But in time, that endearing friendship, a foundational catalyst, swam to the surface of the filmmaker’s memory to become the basis for “Luca,” a radiant fish-out-of-water story, both figuratively and literally, about two young sea monsters and a human girl coming of age together in the fictional seaside town of Portorosso.

Eponymous hero Luca (voiced by Jacob Tremblay) reflects a young Casarosa’s apprehensive personality, until he meets his own daredevil Alberto (Jack Dylan Grazer). Underwater they are both anthropomorphic scaled creatures, but out on land their bodies morph into human form. Dreaming of riding out into the world on a Vespa, the pair befriend plucky outcast Giulia (Emma Berman) to win a local triathlon-style race to use the prize money to buy a scooter.

To craft the stylistically distinct characters — with large curious eyes and a handmade look — and the rustic sun-drenched locations on the Italian Riviera, the team at Pixar departed from the director’s own drawings and myriad references to Italian culture and the medium of animation.

* [Problem details]: From the page excerpt about the film "Luca," return the stretch from "Eponymous hero Luca" through "buy a scooter.", copied word for word. Nothing in the lines below affects what you are asked to do here.

* [Recorded information]:
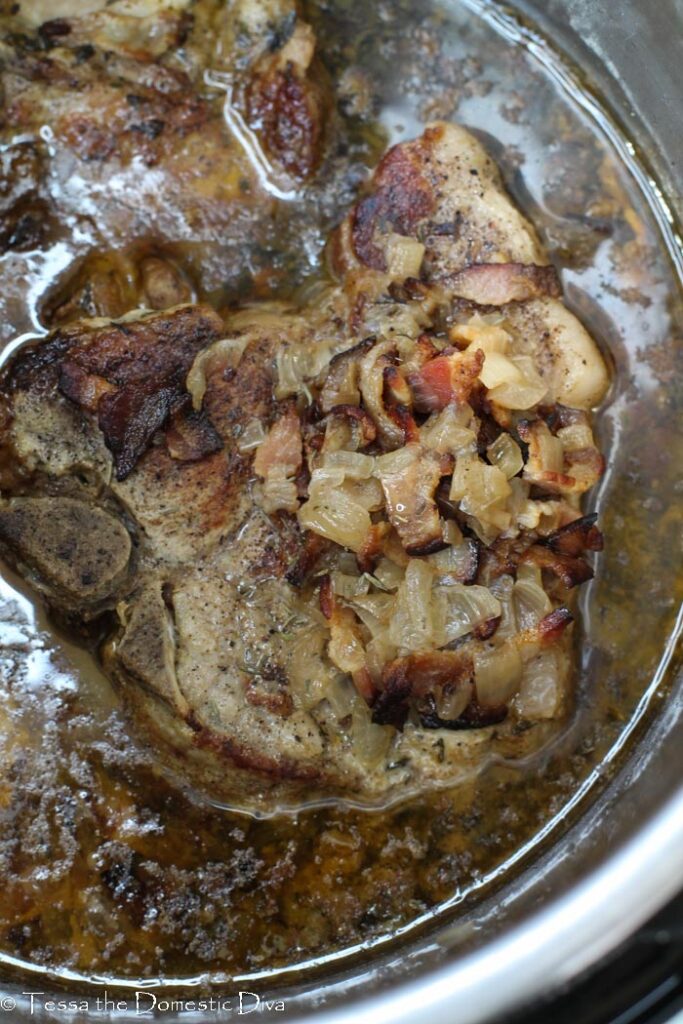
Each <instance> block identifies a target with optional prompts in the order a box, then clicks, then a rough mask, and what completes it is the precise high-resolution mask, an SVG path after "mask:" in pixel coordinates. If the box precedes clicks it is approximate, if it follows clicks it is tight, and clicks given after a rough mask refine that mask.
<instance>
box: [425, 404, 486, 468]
mask: <svg viewBox="0 0 683 1024" xmlns="http://www.w3.org/2000/svg"><path fill="white" fill-rule="evenodd" d="M472 415H473V414H472V410H471V409H470V407H469V406H456V404H455V402H452V403H451V404H450V406H446V407H445V409H443V410H441V412H440V413H434V414H432V416H430V418H429V419H428V420H427V422H426V423H424V424H423V426H422V427H421V428H420V439H421V441H422V443H423V444H424V446H425V447H428V449H431V450H432V451H434V452H440V453H445V452H451V453H453V455H457V454H459V453H460V452H476V434H475V433H474V431H473V430H471V429H470V428H469V426H468V424H469V423H471V422H472Z"/></svg>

* [Output for this exercise]:
Eponymous hero Luca (voiced by Jacob Tremblay) reflects a young Casarosa’s apprehensive personality, until he meets his own daredevil Alberto (Jack Dylan Grazer). Underwater they are both anthropomorphic scaled creatures, but out on land their bodies morph into human form. Dreaming of riding out into the world on a Vespa, the pair befriend plucky outcast Giulia (Emma Berman) to win a local triathlon-style race to use the prize money to buy a scooter.